Given request:
Resize the coordinates in the rows from the line with "task: segment every instance of the boxer dog" up to and including the line with "240 98 L 242". Write only those lines out again, requests included, and multiply every coordinate in the answers by 0.8, rounding to whole numbers with halves rounded up.

[Object outline annotations]
☆ ☆ ☆

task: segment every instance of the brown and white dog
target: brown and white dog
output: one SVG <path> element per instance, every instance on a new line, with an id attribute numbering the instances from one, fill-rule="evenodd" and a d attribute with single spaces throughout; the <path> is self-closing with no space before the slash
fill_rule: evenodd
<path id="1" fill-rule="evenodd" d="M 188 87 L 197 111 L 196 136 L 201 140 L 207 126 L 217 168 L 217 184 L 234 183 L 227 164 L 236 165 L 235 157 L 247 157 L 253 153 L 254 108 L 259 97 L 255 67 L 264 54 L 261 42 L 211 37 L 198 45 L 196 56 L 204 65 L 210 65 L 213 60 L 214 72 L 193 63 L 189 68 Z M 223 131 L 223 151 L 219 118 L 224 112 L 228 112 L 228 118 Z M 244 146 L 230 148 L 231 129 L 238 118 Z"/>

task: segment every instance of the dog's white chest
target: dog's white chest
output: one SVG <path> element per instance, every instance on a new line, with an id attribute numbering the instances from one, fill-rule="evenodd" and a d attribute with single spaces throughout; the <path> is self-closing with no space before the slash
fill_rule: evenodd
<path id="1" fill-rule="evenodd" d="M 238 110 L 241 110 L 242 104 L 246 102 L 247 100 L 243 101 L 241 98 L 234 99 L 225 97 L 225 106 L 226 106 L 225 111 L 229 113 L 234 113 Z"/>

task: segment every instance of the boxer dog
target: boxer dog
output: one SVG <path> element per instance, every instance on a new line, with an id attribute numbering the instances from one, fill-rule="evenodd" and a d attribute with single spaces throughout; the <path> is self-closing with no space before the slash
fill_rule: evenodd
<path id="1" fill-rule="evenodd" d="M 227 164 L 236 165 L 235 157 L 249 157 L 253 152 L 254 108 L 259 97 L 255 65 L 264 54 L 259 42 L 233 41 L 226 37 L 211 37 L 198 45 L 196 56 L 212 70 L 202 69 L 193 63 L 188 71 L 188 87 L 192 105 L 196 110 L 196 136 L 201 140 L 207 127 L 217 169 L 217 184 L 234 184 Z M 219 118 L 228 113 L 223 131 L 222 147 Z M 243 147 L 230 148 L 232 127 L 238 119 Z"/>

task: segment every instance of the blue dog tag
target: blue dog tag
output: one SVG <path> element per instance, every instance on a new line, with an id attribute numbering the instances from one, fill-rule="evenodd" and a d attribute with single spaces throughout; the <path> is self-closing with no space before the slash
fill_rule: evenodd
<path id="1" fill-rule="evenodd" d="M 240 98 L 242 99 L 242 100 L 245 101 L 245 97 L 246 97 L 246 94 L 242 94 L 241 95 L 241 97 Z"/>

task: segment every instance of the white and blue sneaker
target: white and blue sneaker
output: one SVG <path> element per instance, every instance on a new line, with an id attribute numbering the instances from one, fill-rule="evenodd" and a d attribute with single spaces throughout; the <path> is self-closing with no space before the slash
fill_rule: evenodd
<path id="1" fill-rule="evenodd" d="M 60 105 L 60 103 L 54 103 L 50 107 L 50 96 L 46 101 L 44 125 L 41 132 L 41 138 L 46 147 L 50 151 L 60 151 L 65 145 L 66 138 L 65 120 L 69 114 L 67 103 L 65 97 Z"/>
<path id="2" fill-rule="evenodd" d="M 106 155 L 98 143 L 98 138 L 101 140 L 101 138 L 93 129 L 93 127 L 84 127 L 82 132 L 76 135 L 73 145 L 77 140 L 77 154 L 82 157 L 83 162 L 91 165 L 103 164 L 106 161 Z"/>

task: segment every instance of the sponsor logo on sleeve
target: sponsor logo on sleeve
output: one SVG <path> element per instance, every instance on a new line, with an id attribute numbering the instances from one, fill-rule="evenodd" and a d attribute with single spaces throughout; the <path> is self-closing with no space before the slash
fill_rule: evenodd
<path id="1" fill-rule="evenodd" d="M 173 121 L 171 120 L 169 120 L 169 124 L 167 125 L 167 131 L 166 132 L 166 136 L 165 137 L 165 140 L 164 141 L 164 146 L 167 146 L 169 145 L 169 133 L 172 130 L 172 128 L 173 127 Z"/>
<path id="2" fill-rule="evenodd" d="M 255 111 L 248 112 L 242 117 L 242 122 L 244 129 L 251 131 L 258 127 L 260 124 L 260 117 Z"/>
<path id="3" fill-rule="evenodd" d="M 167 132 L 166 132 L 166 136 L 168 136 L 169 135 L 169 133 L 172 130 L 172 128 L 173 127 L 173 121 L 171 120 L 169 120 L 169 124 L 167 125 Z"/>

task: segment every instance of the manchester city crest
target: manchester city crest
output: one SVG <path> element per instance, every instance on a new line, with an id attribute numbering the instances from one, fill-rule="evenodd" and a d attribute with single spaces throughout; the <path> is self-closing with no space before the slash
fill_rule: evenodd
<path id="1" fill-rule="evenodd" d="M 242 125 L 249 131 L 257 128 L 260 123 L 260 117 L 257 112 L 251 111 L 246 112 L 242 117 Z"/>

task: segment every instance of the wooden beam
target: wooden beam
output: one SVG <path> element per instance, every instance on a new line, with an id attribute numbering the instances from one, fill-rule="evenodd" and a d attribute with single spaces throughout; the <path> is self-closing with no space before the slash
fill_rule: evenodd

☆ ☆ ☆

Full solution:
task: segment every instance of the boxer dog
target: boxer dog
output: one SVG <path> element per instance, every instance on a new line, with an id attribute numbering the instances from one, fill-rule="evenodd" and a d attribute with single spaces throughout; the <path> is self-closing with no space before the slash
fill_rule: evenodd
<path id="1" fill-rule="evenodd" d="M 182 131 L 189 132 L 188 126 L 199 126 L 202 122 L 203 86 L 207 78 L 204 52 L 211 43 L 207 34 L 186 33 L 181 30 L 169 30 L 158 36 L 157 45 L 170 56 L 162 55 L 154 50 L 150 57 L 150 70 L 154 84 L 157 88 L 157 109 L 161 112 L 166 102 L 174 135 L 174 147 L 187 147 Z M 175 94 L 182 90 L 178 105 L 178 118 Z M 194 118 L 184 118 L 186 102 L 190 95 Z"/>

task: segment every instance of the blue dog tag
target: blue dog tag
output: one SVG <path> element per instance, every instance on a new line, with an id attribute numbering the instances from one, fill-rule="evenodd" and a d attribute with single spaces throughout; the <path> is self-closing with no space before the slash
fill_rule: evenodd
<path id="1" fill-rule="evenodd" d="M 192 78 L 194 79 L 194 80 L 196 81 L 196 78 L 197 78 L 197 75 L 194 75 L 193 76 L 193 78 Z"/>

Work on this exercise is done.